→ How to complete this task
Which lines in the data below contain the word "leaf"? Copy each of them.

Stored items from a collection
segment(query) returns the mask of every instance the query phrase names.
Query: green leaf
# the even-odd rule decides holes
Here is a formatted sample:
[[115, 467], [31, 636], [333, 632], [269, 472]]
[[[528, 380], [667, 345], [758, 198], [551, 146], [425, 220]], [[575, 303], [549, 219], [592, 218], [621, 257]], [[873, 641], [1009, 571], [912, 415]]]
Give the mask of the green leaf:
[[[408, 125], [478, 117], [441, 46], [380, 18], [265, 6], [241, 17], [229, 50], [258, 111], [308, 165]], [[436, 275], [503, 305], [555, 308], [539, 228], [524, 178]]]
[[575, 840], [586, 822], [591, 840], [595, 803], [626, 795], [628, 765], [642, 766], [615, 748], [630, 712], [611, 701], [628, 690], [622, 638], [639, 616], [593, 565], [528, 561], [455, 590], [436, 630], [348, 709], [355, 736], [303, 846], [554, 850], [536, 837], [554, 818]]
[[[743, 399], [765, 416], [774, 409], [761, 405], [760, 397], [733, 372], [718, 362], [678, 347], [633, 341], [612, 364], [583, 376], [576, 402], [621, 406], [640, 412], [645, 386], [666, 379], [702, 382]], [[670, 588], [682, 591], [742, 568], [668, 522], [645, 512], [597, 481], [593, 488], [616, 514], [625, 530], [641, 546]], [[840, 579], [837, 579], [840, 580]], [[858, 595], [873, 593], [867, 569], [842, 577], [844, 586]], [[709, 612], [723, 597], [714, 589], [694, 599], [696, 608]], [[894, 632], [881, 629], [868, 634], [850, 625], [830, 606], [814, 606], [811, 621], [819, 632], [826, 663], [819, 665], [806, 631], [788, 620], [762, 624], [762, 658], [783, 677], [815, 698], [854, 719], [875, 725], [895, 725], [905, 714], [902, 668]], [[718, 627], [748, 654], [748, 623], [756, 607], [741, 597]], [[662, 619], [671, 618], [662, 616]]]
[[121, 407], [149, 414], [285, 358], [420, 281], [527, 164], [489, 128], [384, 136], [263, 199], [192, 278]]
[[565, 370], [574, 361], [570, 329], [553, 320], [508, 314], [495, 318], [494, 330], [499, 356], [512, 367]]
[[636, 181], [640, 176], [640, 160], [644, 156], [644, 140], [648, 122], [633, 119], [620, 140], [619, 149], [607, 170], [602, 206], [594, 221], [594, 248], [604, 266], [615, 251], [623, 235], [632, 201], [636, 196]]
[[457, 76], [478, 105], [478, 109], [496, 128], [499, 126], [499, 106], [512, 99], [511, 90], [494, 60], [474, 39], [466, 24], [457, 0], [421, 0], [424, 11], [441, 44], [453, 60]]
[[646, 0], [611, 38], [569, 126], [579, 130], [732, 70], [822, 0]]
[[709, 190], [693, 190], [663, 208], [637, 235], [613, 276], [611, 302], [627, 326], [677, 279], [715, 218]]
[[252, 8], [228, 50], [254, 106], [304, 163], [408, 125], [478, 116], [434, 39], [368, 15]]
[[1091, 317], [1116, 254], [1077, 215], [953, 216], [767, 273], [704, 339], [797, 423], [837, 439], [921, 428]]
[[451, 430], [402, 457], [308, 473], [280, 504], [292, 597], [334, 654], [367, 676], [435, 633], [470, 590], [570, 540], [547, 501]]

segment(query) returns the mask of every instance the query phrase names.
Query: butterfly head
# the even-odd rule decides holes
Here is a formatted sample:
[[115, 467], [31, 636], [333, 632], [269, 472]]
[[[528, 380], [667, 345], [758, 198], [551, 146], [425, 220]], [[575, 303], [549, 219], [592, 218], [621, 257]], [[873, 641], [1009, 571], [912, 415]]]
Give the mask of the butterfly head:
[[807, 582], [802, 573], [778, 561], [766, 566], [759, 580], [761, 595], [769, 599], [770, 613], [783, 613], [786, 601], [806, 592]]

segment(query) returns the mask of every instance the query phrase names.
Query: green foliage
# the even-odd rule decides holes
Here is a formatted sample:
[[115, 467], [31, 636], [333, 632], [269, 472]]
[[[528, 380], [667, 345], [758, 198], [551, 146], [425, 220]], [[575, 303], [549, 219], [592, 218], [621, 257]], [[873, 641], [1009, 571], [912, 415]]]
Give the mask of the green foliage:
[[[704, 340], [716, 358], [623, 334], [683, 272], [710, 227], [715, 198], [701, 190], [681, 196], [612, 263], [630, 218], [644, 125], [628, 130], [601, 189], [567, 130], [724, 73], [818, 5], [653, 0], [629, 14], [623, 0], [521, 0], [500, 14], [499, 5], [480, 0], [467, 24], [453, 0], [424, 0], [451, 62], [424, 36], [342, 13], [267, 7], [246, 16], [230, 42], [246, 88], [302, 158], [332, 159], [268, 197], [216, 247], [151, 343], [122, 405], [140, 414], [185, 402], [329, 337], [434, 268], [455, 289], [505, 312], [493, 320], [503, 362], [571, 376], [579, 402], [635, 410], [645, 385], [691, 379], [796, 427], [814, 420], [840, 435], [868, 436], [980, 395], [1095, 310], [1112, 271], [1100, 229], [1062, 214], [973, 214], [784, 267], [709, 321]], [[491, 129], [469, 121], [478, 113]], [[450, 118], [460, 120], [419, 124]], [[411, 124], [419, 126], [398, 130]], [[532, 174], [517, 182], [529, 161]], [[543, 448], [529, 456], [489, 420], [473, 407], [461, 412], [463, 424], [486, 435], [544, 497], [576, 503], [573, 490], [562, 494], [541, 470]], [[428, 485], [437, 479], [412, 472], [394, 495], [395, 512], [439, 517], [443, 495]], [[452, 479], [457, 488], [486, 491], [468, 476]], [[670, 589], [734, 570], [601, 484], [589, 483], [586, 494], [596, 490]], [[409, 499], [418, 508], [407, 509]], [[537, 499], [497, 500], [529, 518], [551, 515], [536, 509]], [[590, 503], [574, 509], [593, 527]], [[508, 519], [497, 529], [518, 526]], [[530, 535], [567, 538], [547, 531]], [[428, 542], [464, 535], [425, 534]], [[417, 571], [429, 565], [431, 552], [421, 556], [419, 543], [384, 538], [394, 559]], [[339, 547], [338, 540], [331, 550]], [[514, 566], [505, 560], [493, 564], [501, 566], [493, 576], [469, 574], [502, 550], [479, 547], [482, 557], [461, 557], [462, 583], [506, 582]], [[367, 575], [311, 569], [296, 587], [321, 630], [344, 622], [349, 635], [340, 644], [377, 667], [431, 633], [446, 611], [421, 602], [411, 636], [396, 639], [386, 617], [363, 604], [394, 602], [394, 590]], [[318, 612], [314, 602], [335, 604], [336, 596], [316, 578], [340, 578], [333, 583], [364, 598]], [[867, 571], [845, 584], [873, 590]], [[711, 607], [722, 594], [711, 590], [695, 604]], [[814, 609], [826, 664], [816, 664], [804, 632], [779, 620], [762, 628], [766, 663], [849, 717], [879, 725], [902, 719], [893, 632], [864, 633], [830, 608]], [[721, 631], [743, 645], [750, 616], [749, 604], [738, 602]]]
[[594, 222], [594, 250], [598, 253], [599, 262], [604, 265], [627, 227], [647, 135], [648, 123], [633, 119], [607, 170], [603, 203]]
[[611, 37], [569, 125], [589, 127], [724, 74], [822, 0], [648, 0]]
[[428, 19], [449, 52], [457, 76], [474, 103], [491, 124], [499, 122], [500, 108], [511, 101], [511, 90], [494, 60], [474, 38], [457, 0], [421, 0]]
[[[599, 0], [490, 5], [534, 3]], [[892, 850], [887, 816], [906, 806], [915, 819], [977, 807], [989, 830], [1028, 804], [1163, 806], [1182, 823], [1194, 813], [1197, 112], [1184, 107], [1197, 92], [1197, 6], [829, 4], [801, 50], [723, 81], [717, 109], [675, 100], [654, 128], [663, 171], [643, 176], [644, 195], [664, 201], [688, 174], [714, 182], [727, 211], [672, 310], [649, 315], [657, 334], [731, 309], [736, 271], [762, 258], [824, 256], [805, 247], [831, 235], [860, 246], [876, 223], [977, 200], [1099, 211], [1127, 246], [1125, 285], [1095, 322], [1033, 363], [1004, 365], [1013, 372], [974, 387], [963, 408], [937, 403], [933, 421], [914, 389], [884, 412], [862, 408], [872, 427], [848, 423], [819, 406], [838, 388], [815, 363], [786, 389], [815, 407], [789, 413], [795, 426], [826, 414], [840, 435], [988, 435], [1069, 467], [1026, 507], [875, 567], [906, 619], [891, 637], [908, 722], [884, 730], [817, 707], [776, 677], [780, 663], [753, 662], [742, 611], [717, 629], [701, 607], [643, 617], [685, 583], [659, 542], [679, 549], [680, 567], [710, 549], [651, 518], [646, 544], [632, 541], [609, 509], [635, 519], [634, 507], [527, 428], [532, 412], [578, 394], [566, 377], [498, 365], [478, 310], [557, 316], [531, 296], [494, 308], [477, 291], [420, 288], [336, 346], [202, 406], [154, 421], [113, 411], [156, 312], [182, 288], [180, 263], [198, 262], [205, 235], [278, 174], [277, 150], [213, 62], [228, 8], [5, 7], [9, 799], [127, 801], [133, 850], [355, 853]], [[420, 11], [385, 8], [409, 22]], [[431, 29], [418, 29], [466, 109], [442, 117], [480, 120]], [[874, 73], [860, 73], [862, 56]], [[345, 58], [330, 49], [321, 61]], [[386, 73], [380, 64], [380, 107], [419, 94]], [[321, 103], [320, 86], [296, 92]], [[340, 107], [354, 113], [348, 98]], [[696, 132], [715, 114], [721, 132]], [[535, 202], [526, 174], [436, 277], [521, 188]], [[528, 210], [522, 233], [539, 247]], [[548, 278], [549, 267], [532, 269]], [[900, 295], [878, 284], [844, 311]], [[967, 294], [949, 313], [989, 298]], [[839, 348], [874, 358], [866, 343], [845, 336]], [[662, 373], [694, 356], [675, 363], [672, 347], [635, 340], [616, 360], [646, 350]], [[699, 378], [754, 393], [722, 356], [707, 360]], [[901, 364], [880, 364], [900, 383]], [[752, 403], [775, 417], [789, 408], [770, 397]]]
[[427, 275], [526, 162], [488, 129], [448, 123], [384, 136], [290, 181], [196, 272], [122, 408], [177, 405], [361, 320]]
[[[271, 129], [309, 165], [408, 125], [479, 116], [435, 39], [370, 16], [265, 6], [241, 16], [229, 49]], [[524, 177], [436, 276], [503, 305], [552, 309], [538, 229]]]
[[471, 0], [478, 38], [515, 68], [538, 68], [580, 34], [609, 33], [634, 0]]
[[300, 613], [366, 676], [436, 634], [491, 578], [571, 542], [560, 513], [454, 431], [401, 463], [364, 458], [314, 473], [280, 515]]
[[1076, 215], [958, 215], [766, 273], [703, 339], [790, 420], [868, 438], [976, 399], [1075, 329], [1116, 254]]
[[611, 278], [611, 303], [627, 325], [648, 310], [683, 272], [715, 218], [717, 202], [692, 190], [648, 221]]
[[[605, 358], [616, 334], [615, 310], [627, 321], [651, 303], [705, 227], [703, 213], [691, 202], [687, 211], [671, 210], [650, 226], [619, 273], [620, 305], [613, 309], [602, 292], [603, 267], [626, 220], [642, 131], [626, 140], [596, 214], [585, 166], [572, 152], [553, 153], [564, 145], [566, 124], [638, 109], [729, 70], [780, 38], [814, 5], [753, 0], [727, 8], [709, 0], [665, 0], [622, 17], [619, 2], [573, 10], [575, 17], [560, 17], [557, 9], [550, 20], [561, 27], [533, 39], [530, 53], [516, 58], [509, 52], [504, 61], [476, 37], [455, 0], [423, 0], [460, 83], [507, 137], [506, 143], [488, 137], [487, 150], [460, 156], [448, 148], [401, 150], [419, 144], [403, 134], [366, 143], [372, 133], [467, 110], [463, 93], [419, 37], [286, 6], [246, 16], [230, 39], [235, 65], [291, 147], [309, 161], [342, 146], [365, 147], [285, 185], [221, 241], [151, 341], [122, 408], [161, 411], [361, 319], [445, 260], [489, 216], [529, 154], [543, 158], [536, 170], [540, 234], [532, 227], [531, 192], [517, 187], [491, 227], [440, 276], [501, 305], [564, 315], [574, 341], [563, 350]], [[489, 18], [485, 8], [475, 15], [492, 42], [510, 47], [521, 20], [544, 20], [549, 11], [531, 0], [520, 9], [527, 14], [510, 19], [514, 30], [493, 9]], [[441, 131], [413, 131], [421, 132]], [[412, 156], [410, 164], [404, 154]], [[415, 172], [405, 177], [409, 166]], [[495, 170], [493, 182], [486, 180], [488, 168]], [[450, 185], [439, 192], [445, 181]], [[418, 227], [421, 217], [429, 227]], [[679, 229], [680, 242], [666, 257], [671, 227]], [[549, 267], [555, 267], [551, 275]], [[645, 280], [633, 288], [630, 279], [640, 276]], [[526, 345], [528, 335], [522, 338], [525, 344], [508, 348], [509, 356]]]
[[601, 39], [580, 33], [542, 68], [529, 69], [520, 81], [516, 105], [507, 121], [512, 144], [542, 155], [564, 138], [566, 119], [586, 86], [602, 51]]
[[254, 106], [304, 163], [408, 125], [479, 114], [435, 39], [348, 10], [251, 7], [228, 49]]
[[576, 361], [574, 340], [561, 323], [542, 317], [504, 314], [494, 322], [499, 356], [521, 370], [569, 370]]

→ Completed task
Query: green leaf
Give the mask of the green leaf:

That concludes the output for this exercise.